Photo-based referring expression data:
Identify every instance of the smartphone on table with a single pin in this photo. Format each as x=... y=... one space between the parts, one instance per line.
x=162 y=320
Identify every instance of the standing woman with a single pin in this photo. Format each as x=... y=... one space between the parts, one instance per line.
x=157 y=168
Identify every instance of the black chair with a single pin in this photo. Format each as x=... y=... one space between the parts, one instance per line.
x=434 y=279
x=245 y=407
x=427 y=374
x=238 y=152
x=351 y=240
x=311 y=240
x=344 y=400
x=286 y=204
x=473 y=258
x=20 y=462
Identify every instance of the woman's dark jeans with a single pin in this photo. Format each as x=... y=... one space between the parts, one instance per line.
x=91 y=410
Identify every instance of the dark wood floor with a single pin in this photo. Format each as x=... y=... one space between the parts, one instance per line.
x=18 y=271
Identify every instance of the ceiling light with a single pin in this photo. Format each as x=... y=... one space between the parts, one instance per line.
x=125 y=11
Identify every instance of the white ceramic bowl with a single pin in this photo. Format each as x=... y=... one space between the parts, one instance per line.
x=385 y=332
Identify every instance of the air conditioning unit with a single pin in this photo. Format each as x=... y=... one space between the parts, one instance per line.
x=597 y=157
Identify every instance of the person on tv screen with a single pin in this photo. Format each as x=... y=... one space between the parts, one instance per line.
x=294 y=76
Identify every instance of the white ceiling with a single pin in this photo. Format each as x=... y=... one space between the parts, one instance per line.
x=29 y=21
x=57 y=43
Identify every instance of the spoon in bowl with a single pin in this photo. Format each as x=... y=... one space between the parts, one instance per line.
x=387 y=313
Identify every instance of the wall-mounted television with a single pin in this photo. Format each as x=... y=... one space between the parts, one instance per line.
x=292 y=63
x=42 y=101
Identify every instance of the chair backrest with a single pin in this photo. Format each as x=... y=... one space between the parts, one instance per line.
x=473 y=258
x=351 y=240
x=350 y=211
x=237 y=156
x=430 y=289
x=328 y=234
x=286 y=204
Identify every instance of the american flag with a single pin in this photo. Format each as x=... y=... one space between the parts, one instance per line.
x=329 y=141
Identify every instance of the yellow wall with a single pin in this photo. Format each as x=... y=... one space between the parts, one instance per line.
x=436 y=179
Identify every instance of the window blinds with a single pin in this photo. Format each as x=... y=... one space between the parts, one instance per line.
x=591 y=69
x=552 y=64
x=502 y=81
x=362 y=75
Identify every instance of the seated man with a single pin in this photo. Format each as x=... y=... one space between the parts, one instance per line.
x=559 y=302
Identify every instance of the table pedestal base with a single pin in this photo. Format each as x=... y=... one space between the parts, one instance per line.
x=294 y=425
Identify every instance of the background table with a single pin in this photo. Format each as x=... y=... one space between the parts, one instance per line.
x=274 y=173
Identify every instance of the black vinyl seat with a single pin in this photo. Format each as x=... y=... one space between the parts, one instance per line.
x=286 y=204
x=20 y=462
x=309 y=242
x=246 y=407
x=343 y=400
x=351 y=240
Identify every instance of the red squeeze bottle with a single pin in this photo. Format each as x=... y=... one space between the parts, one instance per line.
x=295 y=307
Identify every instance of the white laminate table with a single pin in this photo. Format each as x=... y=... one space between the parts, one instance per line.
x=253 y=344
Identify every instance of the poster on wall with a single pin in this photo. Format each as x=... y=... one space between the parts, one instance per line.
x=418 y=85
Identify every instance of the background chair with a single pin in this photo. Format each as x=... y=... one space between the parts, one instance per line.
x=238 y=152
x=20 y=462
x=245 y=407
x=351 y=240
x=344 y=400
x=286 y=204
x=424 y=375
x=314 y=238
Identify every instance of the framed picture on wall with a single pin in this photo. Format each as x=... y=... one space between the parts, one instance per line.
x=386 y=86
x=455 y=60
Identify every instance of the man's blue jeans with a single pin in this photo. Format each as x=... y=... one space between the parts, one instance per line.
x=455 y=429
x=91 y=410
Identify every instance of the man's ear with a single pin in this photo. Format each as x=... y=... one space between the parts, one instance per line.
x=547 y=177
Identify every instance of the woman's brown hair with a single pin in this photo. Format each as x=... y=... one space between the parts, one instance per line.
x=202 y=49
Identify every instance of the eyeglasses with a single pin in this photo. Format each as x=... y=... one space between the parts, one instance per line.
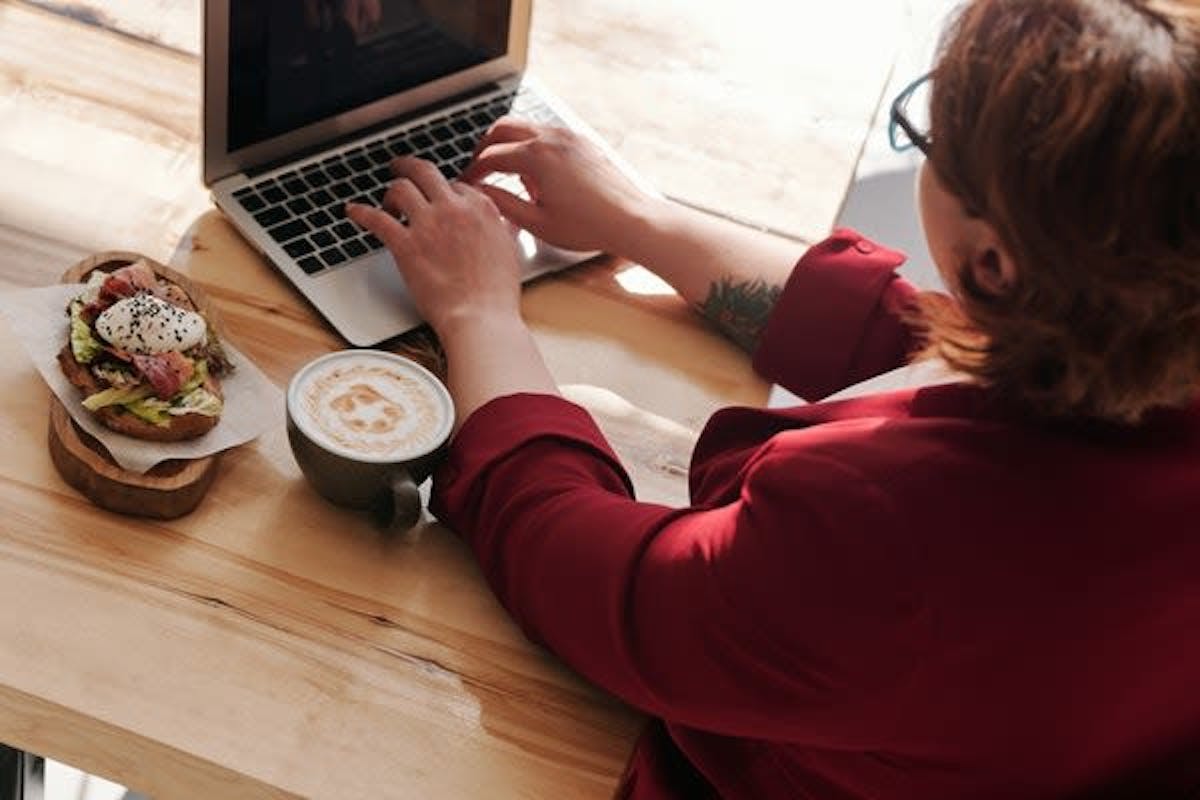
x=903 y=132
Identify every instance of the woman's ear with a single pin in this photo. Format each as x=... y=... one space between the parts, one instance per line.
x=993 y=269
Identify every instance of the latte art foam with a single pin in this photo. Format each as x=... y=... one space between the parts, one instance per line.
x=371 y=407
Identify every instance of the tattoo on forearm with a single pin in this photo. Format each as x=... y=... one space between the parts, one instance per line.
x=741 y=308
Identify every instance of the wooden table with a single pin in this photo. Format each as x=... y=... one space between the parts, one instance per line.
x=270 y=644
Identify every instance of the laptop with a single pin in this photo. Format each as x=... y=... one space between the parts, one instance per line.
x=307 y=101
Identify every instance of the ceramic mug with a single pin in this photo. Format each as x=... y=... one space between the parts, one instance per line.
x=366 y=428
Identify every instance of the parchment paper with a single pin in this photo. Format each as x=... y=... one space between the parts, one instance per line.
x=252 y=403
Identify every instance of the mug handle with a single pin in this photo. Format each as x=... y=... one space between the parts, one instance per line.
x=406 y=500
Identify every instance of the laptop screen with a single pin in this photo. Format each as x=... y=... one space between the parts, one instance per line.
x=297 y=61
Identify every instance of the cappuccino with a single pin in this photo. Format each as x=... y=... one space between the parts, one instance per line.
x=371 y=405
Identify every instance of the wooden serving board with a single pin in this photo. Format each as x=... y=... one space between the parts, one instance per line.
x=169 y=488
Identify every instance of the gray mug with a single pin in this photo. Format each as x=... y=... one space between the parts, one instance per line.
x=366 y=428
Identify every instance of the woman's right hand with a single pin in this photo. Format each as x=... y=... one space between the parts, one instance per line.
x=579 y=199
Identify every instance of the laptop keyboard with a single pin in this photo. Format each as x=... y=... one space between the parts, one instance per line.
x=304 y=208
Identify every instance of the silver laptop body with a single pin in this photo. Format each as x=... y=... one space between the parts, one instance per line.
x=307 y=101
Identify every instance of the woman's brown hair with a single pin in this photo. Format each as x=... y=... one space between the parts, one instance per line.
x=1073 y=127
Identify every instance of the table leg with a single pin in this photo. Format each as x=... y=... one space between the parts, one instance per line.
x=22 y=775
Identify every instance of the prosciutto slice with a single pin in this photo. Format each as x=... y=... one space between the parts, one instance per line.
x=127 y=282
x=166 y=372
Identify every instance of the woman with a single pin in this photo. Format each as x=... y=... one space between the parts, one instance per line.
x=988 y=588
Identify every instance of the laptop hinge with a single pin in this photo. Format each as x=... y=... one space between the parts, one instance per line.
x=331 y=144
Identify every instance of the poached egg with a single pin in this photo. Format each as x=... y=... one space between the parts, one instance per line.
x=145 y=324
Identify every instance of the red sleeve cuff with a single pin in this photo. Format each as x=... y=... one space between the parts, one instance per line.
x=503 y=426
x=832 y=325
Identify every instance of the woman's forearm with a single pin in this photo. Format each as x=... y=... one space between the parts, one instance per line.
x=729 y=272
x=492 y=358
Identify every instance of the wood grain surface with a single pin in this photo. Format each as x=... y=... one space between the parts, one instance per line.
x=270 y=644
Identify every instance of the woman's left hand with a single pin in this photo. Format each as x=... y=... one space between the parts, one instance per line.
x=451 y=246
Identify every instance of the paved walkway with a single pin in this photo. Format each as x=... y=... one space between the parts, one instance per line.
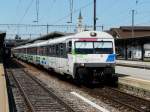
x=134 y=73
x=4 y=106
x=137 y=64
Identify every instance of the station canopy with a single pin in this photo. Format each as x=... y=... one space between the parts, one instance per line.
x=51 y=35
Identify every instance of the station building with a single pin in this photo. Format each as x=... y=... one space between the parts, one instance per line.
x=132 y=43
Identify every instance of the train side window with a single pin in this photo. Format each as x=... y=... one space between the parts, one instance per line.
x=69 y=47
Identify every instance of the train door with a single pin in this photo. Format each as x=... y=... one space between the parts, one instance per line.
x=70 y=57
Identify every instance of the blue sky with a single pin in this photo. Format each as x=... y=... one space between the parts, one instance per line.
x=110 y=13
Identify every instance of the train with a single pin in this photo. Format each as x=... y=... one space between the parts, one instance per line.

EXERCISE: From the line that contains "Identify every instance of the train door" through the final line of the entries above, every line must be reproduced exactly and nothing more.

RESULT:
Identify every instance of the train door with a single pin in this photo. Format each as x=... y=... one space between the parts, one instance per line.
x=70 y=57
Identify every instance of the blue sky with a single pin in this photo. Format each as x=... y=... one space between the parts, one instance per line.
x=110 y=13
Identify every instance of the train with a single pin in this photo. Format each as x=... y=... one space between the parts, one instance per line.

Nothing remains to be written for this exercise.